INPUT DATA:
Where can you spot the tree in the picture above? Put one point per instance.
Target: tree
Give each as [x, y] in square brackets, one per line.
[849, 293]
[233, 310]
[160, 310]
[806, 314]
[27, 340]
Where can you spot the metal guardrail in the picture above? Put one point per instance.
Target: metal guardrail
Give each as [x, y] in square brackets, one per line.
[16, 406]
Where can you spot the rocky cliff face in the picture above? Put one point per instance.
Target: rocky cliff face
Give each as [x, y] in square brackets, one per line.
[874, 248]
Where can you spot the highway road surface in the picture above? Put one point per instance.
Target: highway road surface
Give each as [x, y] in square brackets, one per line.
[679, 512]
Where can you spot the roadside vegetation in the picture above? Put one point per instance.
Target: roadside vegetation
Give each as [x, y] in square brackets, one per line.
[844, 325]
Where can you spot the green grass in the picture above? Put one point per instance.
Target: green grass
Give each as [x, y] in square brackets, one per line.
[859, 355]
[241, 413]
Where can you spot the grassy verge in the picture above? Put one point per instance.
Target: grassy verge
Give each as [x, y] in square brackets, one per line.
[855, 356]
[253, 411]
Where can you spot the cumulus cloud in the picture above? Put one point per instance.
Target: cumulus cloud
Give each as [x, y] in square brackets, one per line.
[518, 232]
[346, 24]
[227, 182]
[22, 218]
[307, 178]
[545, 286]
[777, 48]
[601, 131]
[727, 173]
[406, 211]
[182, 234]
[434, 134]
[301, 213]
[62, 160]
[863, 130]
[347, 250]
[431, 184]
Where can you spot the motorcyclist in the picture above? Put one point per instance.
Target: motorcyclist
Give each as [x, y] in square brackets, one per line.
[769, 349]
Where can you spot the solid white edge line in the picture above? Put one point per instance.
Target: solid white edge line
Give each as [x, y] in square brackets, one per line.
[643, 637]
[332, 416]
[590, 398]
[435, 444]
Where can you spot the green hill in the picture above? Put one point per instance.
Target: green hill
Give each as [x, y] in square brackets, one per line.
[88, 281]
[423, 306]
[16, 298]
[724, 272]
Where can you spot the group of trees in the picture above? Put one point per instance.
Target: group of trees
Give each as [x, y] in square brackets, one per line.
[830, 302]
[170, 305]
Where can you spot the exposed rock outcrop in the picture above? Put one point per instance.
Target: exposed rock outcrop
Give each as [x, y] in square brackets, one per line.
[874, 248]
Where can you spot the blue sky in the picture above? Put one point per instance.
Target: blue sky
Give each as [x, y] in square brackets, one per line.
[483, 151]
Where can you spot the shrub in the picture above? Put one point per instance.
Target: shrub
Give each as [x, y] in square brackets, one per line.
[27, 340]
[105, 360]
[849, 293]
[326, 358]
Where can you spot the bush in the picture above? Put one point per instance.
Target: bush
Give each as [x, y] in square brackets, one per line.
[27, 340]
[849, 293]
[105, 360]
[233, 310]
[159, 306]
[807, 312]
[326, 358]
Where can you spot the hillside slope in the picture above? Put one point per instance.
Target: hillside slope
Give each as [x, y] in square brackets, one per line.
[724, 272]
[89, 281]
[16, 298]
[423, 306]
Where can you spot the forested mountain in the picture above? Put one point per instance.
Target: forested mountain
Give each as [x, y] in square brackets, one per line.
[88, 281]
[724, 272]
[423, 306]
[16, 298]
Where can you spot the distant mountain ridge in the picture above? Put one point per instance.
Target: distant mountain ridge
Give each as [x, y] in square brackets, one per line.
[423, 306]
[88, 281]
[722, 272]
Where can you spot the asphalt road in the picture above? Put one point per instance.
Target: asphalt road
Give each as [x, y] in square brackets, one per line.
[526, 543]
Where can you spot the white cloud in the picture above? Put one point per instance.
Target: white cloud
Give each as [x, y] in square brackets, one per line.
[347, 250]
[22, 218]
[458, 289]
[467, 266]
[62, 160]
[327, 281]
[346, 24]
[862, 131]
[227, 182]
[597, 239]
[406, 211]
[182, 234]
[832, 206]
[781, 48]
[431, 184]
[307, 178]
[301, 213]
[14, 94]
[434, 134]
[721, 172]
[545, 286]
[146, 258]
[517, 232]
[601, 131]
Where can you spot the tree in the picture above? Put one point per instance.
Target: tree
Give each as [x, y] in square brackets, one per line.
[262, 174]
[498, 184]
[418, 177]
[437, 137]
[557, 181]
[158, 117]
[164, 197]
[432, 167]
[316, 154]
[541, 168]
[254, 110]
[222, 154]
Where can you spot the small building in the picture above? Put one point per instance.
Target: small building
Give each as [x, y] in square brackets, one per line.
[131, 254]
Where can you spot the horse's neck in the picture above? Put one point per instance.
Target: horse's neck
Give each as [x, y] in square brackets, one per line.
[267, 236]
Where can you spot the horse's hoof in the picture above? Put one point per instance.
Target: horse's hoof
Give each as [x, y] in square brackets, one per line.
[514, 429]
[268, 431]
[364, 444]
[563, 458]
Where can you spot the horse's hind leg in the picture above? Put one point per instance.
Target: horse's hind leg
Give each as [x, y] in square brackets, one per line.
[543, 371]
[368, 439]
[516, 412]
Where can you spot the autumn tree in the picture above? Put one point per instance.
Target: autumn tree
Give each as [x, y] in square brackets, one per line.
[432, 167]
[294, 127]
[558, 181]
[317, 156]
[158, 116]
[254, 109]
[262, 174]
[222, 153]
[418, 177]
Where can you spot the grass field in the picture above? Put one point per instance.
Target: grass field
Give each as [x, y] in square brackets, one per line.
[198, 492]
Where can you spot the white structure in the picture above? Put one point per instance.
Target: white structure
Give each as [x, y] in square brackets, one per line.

PROBLEM STATEMENT: Can you reproduce all of the data above verbatim, line for line, without changing a single character?

EXERCISE SOLUTION:
Where can you spot the tree in the picture above? Put one point per instance.
Target: tree
Give each as [x, y] in square brackets, one per line.
[849, 293]
[233, 310]
[160, 310]
[806, 314]
[27, 340]
Where can you spot the metal guardrail in the picture above? Put one point per instance.
Target: metal guardrail
Give each as [x, y] in square brackets, one per line.
[16, 406]
Where can you spot the rocky cliff face in the picture above? Put one point per instance.
Target: rocky cliff face
Give each as [x, y] in square brackets, one per line.
[874, 248]
Where can you spot the highway road surface in the picture above? Put one point per instance.
Target: highway road surface
Give each as [x, y] in square brackets, one per line.
[679, 512]
Where can you spot the roadside vegetation in the picture above? Put one point per instance.
Target: roadside vegetation
Give each as [x, y] in square brackets, one per line.
[844, 325]
Where can you spot the green grass in the picture above? Put one point per instance.
Target: green grass
Give each as [x, y] in square brackets, one per line.
[859, 355]
[241, 413]
Where can you spot the grassy verge in the picture above? Put one point per instance.
Target: grassy verge
Give each as [x, y] in square brackets, one per line.
[855, 356]
[253, 411]
Where can you spot the cumulus cloud in the picture above? Put one point per instance.
Target: cumulus cloud
Give each as [x, y] in square brackets, one per line.
[518, 232]
[346, 24]
[227, 182]
[22, 218]
[307, 178]
[545, 286]
[777, 48]
[601, 131]
[727, 173]
[406, 211]
[182, 234]
[434, 134]
[301, 213]
[62, 160]
[863, 130]
[347, 250]
[431, 184]
Where can you spot the motorcyclist in the picture above? Put one point per instance.
Target: motorcyclist
Give each as [x, y] in square brackets, one per line.
[769, 349]
Where can you spot the solid white edge line in the picture above? Put one point per instance.
Target: solid white edge line
Give each as [x, y] in square brackets, one per line.
[643, 637]
[332, 416]
[590, 398]
[435, 444]
Where can you spot the green hill in the picture above? Put one point per instance.
Target: green hill
Give each as [x, y] in square brackets, one per line.
[88, 281]
[423, 306]
[16, 298]
[724, 272]
Where can you spot the group of trees in the picture above? Put one point per instance.
Target: group of trees
Give each as [x, y] in square brackets, one per line.
[830, 302]
[170, 305]
Where can you spot the exposed rock outcrop in the picture above? Put one point per instance.
Target: exposed rock outcrop
Give each as [x, y] in square brackets, one per line.
[874, 248]
Where can you spot the blue sky in the picture above? Put one point per instance.
Target: blue sky
Give each as [x, y] in square brackets, one per line.
[483, 151]
Where can you spot the shrub in the picture above? Put one point per instance.
Target: shrub
Give each as [x, y] in square brackets, one per line.
[27, 340]
[105, 360]
[849, 293]
[326, 358]
Where can you spot the bush in the picture above? Put one point per instance.
Target: bush
Give each as [x, y] in square brackets, one per line.
[27, 340]
[849, 293]
[105, 360]
[233, 310]
[159, 306]
[807, 312]
[326, 358]
Where can you spot the hillside slope in the picture above? Put one point per instance.
Target: hillside slope
Give each as [x, y] in square brackets, one per line.
[724, 272]
[89, 281]
[16, 298]
[423, 306]
Where can you spot the forested mountain in the picture above? Put one point per instance.
Target: forested mountain
Give each as [x, y] in square brackets, one per line.
[88, 281]
[724, 272]
[423, 306]
[16, 298]
Where can you spot the distant mountain ridge in the picture above? Put one point per instance.
Target: distant mountain ridge
Give each as [x, y] in square brackets, one per line.
[423, 306]
[88, 281]
[722, 272]
Where can you spot the asphalt road in the picture above? Put one point per instance.
Target: asphalt road
Give each as [x, y] in square brackets, one per line.
[526, 543]
Where can you spot the white cloud in the picture above? Put one point per instance.
Target: white cloud
Give each as [x, y] in square brackets, one per line.
[347, 250]
[22, 218]
[458, 289]
[467, 266]
[62, 160]
[327, 281]
[346, 24]
[862, 131]
[227, 182]
[597, 239]
[406, 211]
[182, 234]
[832, 206]
[781, 48]
[431, 184]
[307, 178]
[301, 213]
[14, 94]
[434, 134]
[721, 172]
[545, 286]
[146, 258]
[517, 232]
[601, 131]
Where can you spot the tree in the picture above? Put one point per instance.
Target: tree
Give each as [x, y] in square brackets, one per line.
[262, 174]
[498, 184]
[418, 177]
[437, 137]
[557, 181]
[158, 117]
[164, 197]
[432, 167]
[316, 154]
[541, 168]
[254, 110]
[222, 154]
Where can you spot the small building in the picture above? Put one point per instance.
Target: small building
Give each as [x, y] in square brackets, one per line.
[131, 254]
Where can you spot the horse's neck in the picture above? Put one point per instance.
Target: horse's neck
Give each as [x, y] in square brackets, one per line.
[267, 236]
Where can you spot the horse's hoof in the picture above? Put one point per instance.
Target: horse's hoof
Give each as [x, y] in square brackets, one per line.
[514, 429]
[268, 431]
[364, 444]
[563, 458]
Where can you spot the horse's hind leg in the picture above? Put one point per instance.
Target: horse's hind leg
Give each as [x, y] in square brackets, one per line.
[543, 371]
[368, 439]
[516, 412]
Where can you spot the autumn tree in the picture above? Put one point per instance.
Target: autumn tree
Give each as [x, y] in square brackets, one per line.
[432, 167]
[294, 127]
[558, 181]
[317, 156]
[158, 116]
[254, 109]
[262, 174]
[222, 153]
[418, 177]
Where can you spot the grass field in the picture above? Put one point per instance.
Target: grass field
Give each as [x, y] in square brackets, one per line.
[198, 492]
Where can you spot the white structure in the picture above? Put one point per instance.
Target: white structure
Give each as [x, y] in square brackets, one per line.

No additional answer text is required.